__What you have to do__
Return every line of the records below exactly as it stands, leaving out the pictures.

__Input records__
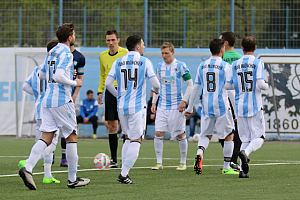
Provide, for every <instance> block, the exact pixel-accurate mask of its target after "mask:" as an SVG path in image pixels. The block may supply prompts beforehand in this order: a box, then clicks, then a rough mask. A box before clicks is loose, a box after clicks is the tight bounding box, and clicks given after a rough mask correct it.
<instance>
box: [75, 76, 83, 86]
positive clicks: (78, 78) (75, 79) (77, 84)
mask: <svg viewBox="0 0 300 200" xmlns="http://www.w3.org/2000/svg"><path fill="white" fill-rule="evenodd" d="M75 81H76V83H77V85H76V87H81V86H82V80H81V79H79V78H76V79H75Z"/></svg>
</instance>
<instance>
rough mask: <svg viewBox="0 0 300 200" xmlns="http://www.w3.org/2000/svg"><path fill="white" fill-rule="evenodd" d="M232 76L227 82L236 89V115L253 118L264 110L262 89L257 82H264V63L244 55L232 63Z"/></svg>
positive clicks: (231, 71)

__Written response__
Provide, for every <instance> block, the exact pixel-accurate mask of its target after "mask:" as an SVG path in image pixels. The block may supply prompts beforehand in this order: a box, then clicks, then a rough mask. A box before clicks is loose, a box after clicks is the tight bounding box, and clicks given after a rough mask correct it.
<instance>
box: [75, 76, 83, 86]
positive clicks: (78, 78) (75, 79) (77, 84)
mask: <svg viewBox="0 0 300 200" xmlns="http://www.w3.org/2000/svg"><path fill="white" fill-rule="evenodd" d="M75 81H76V83H77V85H76V87H81V86H82V80H81V79H79V78H76V79H75Z"/></svg>
</instance>
<instance>
rough mask: <svg viewBox="0 0 300 200" xmlns="http://www.w3.org/2000/svg"><path fill="white" fill-rule="evenodd" d="M232 76L227 82L236 89V115L253 118L264 110L262 89L257 82H264V63L244 55L232 63Z"/></svg>
positive clicks: (231, 71)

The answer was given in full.